EXERCISE GOAL
Format the lines of the material below as a numbered list, omitting blank lines, between the line containing "detect the sky" and the line containing "left=29, top=391, right=154, bottom=474", inclusive. Include no other lines.

LISTING
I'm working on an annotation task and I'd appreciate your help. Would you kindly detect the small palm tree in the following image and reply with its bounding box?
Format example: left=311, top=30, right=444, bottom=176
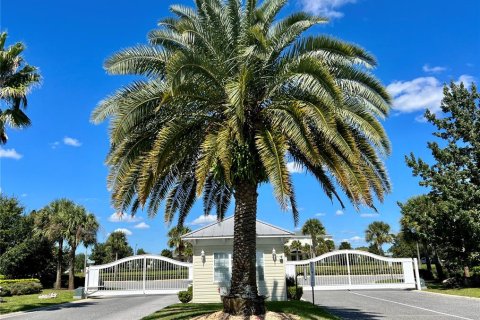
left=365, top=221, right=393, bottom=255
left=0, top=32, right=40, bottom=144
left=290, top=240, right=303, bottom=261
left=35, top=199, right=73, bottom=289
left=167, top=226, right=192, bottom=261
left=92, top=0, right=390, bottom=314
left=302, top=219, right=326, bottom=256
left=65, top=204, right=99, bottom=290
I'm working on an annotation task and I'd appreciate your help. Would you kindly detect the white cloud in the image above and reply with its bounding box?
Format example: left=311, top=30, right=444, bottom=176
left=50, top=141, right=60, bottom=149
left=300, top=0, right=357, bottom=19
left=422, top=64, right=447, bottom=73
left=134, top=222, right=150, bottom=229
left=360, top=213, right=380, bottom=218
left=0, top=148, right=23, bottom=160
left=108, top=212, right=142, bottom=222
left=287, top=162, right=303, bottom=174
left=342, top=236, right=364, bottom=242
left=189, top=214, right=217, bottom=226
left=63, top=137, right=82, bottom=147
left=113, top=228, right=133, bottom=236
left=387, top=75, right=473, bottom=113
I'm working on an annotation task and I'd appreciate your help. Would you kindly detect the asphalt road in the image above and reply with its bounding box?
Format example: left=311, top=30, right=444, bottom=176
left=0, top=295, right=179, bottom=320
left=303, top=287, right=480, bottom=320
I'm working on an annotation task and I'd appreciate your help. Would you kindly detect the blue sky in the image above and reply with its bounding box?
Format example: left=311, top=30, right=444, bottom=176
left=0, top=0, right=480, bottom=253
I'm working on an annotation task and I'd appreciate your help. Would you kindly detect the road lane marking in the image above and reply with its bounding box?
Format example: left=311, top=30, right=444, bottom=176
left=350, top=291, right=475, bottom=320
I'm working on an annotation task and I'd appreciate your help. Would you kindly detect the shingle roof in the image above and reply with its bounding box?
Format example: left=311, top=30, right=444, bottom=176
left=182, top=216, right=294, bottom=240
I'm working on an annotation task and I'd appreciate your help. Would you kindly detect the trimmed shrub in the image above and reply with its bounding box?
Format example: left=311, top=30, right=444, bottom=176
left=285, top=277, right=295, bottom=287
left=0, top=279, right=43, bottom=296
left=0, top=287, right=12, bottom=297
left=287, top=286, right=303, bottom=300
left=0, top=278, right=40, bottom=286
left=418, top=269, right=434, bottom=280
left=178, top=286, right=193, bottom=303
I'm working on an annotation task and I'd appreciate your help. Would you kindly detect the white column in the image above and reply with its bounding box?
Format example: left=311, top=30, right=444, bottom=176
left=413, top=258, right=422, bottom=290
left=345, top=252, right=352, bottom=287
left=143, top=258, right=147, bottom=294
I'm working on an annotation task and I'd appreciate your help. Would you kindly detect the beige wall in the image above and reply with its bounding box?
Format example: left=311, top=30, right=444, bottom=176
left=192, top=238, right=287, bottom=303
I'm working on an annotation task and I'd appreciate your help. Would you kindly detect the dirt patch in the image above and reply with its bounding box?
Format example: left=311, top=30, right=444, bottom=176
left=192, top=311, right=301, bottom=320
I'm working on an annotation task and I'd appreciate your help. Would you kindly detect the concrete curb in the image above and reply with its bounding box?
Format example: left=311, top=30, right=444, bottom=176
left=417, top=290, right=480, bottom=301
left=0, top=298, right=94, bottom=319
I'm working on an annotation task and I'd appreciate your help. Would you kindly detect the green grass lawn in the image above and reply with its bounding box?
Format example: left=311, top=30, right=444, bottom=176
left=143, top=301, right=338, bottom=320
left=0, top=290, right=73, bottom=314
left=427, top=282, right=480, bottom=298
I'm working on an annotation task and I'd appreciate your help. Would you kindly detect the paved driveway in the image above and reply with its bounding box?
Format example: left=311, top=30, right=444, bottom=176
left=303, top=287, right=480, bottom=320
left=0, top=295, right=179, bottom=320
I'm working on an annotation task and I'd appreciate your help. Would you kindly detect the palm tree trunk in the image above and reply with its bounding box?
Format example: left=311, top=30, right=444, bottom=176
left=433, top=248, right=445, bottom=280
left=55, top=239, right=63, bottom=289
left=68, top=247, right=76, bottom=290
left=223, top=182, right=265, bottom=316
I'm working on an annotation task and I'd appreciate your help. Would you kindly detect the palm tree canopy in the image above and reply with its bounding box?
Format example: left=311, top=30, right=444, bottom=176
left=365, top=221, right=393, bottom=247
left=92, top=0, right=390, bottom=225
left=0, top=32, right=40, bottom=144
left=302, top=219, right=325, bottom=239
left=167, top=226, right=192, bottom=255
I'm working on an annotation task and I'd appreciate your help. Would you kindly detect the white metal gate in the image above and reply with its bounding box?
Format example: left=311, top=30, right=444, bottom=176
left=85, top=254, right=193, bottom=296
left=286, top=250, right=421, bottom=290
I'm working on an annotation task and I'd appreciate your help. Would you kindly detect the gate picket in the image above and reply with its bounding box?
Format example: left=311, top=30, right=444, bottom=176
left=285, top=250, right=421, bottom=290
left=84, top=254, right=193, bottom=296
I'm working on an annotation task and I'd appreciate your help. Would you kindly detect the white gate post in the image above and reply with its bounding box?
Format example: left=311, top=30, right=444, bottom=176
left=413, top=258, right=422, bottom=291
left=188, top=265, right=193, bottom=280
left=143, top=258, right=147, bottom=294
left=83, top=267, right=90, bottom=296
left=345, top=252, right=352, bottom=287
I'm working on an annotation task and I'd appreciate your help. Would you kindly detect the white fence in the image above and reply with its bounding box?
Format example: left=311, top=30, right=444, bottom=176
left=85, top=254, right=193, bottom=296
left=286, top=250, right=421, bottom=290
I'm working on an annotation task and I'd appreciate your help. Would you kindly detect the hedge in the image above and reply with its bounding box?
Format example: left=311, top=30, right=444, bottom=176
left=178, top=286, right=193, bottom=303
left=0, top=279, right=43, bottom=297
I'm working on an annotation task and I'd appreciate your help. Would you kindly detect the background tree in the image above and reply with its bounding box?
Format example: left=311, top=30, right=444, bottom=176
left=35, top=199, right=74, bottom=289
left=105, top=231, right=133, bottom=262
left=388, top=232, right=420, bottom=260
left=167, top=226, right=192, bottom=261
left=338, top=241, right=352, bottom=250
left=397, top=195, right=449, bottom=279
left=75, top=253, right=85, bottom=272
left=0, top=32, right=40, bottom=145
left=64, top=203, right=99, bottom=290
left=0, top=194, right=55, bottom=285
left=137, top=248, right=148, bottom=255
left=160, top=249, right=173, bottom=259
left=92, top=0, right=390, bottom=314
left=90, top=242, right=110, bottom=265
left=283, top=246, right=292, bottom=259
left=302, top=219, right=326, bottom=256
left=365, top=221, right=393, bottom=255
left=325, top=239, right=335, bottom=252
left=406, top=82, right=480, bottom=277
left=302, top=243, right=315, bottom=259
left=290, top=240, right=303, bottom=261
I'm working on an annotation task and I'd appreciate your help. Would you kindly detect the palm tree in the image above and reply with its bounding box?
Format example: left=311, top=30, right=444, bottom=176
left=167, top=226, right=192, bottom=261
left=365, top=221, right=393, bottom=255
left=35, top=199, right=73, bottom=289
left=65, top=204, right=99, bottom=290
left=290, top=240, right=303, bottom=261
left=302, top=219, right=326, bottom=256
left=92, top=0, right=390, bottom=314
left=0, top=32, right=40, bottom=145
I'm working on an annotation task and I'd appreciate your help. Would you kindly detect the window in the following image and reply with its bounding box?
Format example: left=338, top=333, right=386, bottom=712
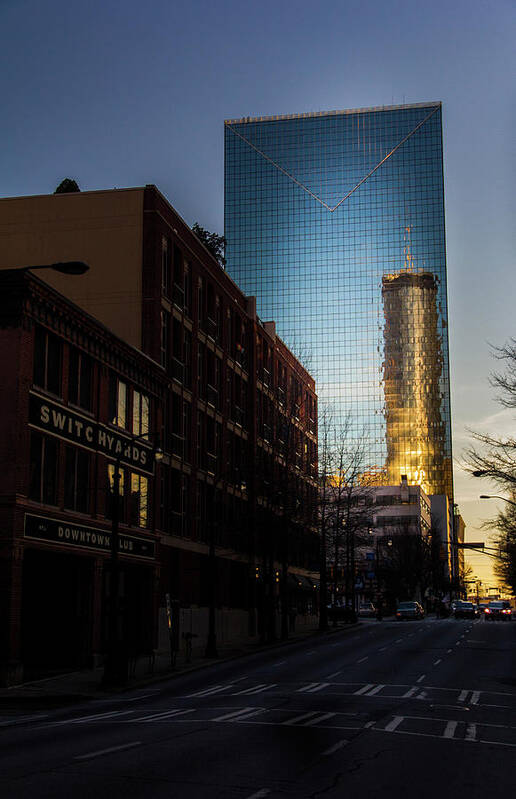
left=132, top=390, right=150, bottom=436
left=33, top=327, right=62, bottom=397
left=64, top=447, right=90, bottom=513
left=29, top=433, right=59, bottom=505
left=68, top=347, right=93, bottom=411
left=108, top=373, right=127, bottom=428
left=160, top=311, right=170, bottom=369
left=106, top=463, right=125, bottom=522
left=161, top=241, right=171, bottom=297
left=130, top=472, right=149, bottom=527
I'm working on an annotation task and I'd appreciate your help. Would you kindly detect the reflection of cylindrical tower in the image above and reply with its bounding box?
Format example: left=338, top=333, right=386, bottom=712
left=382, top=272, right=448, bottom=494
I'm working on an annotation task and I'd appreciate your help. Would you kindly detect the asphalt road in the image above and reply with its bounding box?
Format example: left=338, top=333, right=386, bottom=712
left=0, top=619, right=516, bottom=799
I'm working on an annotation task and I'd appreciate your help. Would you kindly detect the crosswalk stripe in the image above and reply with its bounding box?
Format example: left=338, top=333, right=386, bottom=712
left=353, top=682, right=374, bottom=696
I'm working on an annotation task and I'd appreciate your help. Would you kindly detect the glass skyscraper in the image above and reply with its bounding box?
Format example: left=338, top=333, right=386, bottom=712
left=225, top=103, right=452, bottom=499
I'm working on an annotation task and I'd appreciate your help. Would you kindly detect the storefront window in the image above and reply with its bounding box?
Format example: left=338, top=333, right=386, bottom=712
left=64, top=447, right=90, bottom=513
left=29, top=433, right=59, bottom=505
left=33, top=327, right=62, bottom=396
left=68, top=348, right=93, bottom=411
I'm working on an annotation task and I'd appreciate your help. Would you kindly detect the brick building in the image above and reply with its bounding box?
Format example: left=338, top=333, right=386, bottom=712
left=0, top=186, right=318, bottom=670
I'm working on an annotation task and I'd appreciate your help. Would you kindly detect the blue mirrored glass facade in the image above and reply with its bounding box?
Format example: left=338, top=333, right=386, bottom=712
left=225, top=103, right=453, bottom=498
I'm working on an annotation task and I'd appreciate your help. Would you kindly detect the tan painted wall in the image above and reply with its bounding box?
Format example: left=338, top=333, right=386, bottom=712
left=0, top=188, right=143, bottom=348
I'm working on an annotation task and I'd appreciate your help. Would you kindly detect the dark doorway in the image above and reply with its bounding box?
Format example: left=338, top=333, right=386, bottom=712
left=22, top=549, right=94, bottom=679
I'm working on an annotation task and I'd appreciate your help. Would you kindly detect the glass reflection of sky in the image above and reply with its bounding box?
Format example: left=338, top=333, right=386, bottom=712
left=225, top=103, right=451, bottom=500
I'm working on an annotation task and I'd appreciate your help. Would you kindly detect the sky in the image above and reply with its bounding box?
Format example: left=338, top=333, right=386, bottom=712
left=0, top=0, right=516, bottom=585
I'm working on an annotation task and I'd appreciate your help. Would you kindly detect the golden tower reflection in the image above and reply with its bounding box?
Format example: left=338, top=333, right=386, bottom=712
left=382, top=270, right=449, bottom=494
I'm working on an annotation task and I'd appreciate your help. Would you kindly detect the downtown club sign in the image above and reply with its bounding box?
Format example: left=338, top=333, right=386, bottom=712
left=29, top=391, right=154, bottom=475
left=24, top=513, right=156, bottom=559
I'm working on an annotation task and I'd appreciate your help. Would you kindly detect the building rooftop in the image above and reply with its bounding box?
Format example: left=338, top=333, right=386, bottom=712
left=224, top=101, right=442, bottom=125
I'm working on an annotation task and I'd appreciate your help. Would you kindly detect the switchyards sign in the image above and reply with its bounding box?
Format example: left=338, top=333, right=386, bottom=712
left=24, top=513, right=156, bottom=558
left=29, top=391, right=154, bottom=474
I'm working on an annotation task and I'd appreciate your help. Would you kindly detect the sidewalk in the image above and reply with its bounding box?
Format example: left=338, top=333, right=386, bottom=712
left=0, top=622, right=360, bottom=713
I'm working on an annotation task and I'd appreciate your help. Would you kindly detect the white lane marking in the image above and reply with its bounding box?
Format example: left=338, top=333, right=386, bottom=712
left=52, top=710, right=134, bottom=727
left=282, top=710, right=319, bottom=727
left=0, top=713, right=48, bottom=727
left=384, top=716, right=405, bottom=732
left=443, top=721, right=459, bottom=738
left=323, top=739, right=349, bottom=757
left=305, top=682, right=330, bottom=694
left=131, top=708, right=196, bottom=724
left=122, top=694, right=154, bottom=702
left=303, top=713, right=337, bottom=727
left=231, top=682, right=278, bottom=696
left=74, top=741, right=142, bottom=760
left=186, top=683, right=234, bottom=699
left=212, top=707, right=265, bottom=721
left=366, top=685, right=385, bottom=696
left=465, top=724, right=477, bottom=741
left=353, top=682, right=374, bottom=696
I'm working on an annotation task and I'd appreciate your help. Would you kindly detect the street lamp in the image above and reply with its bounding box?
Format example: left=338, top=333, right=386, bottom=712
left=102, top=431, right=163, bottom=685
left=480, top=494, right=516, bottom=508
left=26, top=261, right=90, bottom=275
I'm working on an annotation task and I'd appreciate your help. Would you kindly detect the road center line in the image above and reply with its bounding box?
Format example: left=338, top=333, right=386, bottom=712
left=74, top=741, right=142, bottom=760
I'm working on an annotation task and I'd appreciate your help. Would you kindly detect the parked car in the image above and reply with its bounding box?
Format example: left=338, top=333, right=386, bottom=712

EXPECTED ANSWER
1. I'm working on an annotation task and I'd appreciate your help. Would you kindly detect the sky in the image above and reply with its bounding box?
2. Format example: left=338, top=333, right=386, bottom=712
3. left=0, top=0, right=516, bottom=585
4. I'm working on an annotation task and I'd appreciate your help. Would you kindly detect the golden tower reflection in the image above and reply with its bounding box?
5. Format example: left=338, top=333, right=386, bottom=712
6. left=382, top=270, right=449, bottom=494
7. I'm working on an annotation task and I'd appreciate your help. Would you kindly detect the downtown club sign in the image above and reply with its bounding box?
8. Format example: left=338, top=333, right=386, bottom=712
9. left=29, top=391, right=154, bottom=475
10. left=24, top=513, right=156, bottom=559
11. I'm working on an annotation task and I'd appreciate your help. Would you kindly detect the building rooftop in the image above and reply with its bounding box?
12. Format example: left=338, top=333, right=386, bottom=712
13. left=224, top=101, right=442, bottom=125
14. I'm working on an annotation task and I'd appreciate your help. Would you kindly detect the switchyards sign in the image above and reply with its bounding box?
15. Format example: left=338, top=333, right=386, bottom=712
16. left=24, top=513, right=156, bottom=558
17. left=29, top=391, right=154, bottom=474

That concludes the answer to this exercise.